### To be done
Edit the records below by changing "tower" to "spire" and leaving everything else as it is. Omit the pictures from your answer.

Point annotation records:
+---+

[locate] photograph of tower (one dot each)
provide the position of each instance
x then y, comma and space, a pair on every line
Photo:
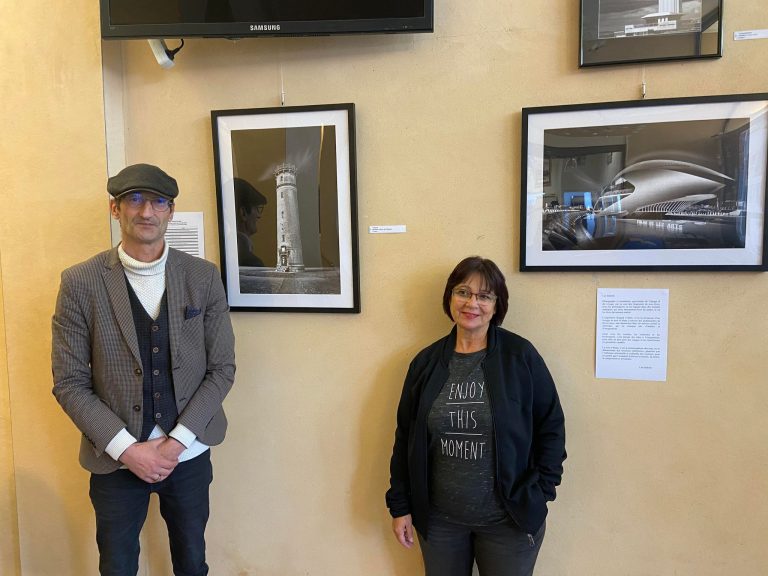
297, 234
286, 190
630, 18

+---+

### Answer for this exercise
[locate] photograph of spire (one dot each)
provide the position of each instance
x then y, comma and space, a pair on every line
Photo:
297, 234
286, 190
630, 18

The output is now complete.